:: WHAT IS NEEDED ::
Reproduce every line of the items below, requests included, and shift each point coordinate in the answers by adding 133 to every number. Leave the pictures out of your answer.

>> Begin GIVEN INFORMATION

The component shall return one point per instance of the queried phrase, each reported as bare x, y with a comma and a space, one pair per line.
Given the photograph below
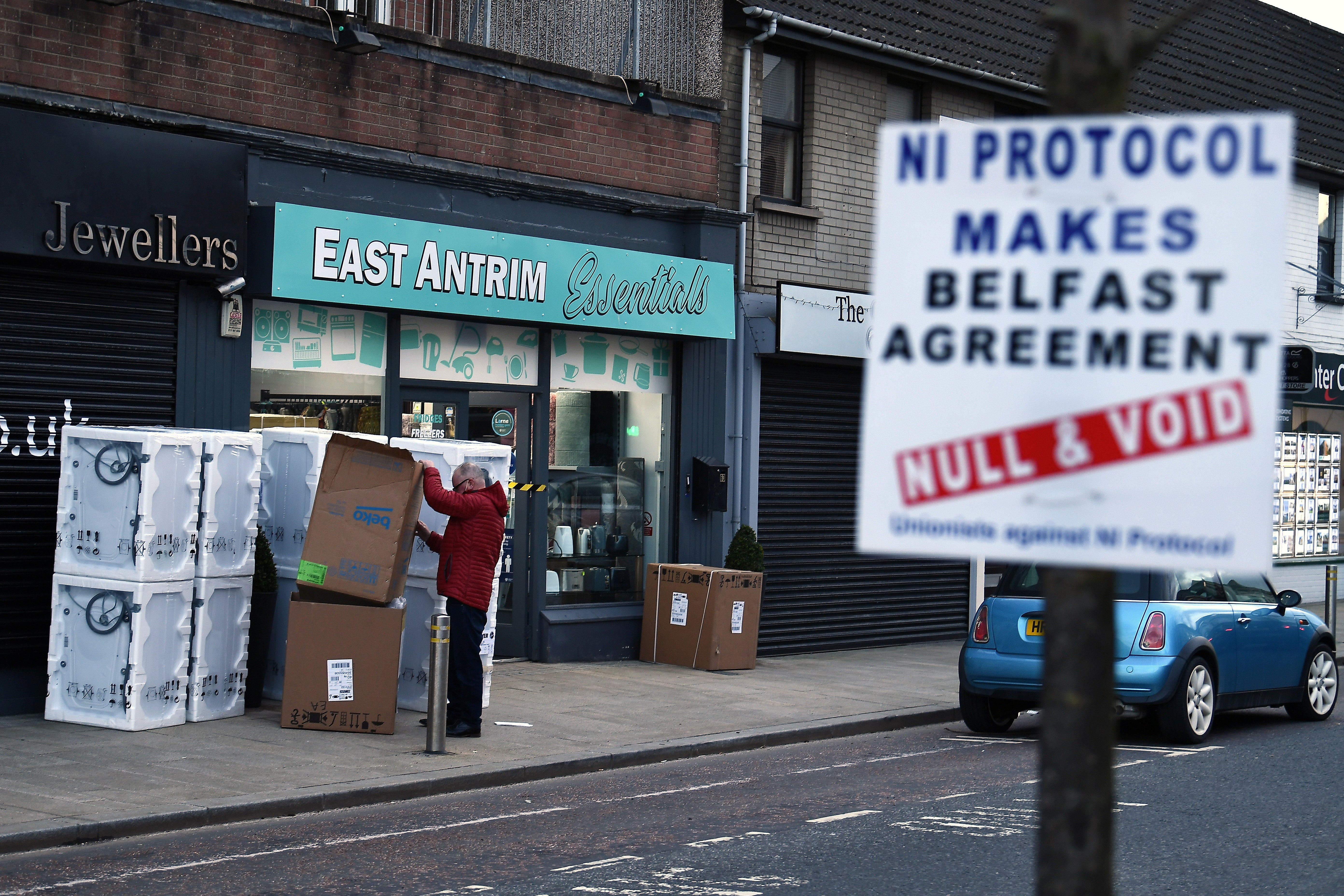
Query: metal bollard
437, 723
1332, 593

>> End GIVEN INFORMATION

:: ANSWER TO THIS PROBLEM ::
The component shall return one point per instance of the queried phrase, each reported as bare x, y with a comma and a space, one pair per line.
Given the photograph below
Query: metal bollard
570, 856
1465, 726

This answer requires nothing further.